9. The process of claim 8 with the additional steps of cooling the
hot effluent gas steam from (2) in a cooling zone and recovering
said unconverted particulate petroleum coke from said effluent gas
by contacting it with water forming an unconverted particulate
petroleum coke-water slurry; dewatering said unconverted
particulate petroleum coke-water slurry in a dewatering zone
producing clear water and unconverted particulate petroleum coke;
recovering heavy metals from said dewatered unconverted particulate
petroleum coke in a metals recovery zone, leaving metals-free
unconverted particulate petroleum coke; forming a slurry of
metals-free unconverted particulate petroleum coke with the water
from said dewatering zone and recycling said slurry as a portion of
the feed to the reaction zone of said synthesis gas generator.
Description
BACKGROUND OF THE INVENTION
1. Field of the Invention
This invention relates to the production of synthesis gas from
petroleum coke. More particularly, it relates to improvements in
the partial oxidation process for generating hydrogen and carbon
monoxide from aqueous dispersions of particulate petroleum coke
containing heavy metal constituents which ordinarily attack the
refractory lining of the reaction zone.

Written task 1
In the patent excerpt's background section, why do the heavy metal constituents of the petroleum coke matter to the reaction zone? Answer in one to three sentences.
Written task 2
Answer these questions from the patent excerpt:
(a) What is the unconverted particulate petroleum coke contacted with to recover it from the effluent gas?
(b) What does the dewatering zone produce?
(c) Which two gases does the partial oxidation process generate?
Written task 3
Write out the patent excerpt word for word, from "9. The process" up to and including "synthesis gas generator.".

Given information
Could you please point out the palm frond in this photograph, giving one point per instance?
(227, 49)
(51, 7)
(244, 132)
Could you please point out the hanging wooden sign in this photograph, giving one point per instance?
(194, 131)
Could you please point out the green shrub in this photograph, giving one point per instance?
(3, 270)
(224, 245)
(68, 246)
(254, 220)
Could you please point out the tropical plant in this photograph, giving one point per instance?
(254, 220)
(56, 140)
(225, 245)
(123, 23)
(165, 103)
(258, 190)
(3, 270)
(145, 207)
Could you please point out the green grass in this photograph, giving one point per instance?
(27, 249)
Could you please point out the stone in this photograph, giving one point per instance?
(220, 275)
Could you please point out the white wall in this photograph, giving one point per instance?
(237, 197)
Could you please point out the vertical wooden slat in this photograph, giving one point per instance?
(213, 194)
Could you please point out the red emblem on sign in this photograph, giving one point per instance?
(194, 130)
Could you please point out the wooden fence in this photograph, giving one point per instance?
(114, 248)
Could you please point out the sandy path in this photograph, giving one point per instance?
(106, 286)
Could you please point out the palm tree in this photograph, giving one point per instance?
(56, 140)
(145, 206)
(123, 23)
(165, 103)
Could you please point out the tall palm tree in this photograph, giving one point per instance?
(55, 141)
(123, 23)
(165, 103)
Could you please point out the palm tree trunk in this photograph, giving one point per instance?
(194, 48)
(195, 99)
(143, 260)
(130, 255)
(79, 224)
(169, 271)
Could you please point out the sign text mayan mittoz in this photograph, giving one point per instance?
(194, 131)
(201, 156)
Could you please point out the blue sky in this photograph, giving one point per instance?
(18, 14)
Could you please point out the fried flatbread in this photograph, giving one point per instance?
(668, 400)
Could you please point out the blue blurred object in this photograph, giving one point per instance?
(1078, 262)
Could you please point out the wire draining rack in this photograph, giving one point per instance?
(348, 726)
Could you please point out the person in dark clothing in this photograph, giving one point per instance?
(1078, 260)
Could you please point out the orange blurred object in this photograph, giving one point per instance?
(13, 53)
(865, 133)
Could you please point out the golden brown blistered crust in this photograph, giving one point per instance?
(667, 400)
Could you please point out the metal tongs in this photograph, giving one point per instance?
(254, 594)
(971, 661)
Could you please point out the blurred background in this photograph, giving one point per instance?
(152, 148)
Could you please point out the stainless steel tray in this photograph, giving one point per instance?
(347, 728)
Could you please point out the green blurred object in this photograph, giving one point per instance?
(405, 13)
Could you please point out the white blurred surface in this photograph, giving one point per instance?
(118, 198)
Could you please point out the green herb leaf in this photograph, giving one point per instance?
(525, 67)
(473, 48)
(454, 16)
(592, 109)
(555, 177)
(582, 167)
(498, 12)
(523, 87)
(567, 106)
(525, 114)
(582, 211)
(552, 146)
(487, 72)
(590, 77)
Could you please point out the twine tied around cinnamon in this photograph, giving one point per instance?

Result 1
The heavy metal constituents ordinarily attack the refractory lining of the reaction zone. The invention concerns improvements in the partial oxidation process for aqueous dispersions of particulate petroleum coke that contain these metals.

Result 2
(a) Water.
(b) Clear water and unconverted particulate petroleum coke.
(c) Hydrogen and carbon monoxide.

Result 3
9. The process of claim 8 with the additional steps of cooling the
hot effluent gas steam from (2) in a cooling zone and recovering
said unconverted particulate petroleum coke from said effluent gas
by contacting it with water forming an unconverted particulate
petroleum coke-water slurry; dewatering said unconverted
particulate petroleum coke-water slurry in a dewatering zone
producing clear water and unconverted particulate petroleum coke;
recovering heavy metals from said dewatered unconverted particulate
petroleum coke in a metals recovery zone, leaving metals-free
unconverted particulate petroleum coke; forming a slurry of
metals-free unconverted particulate petroleum coke with the water
from said dewatering zone and recycling said slurry as a portion of
the feed to the reaction zone of said synthesis gas generator.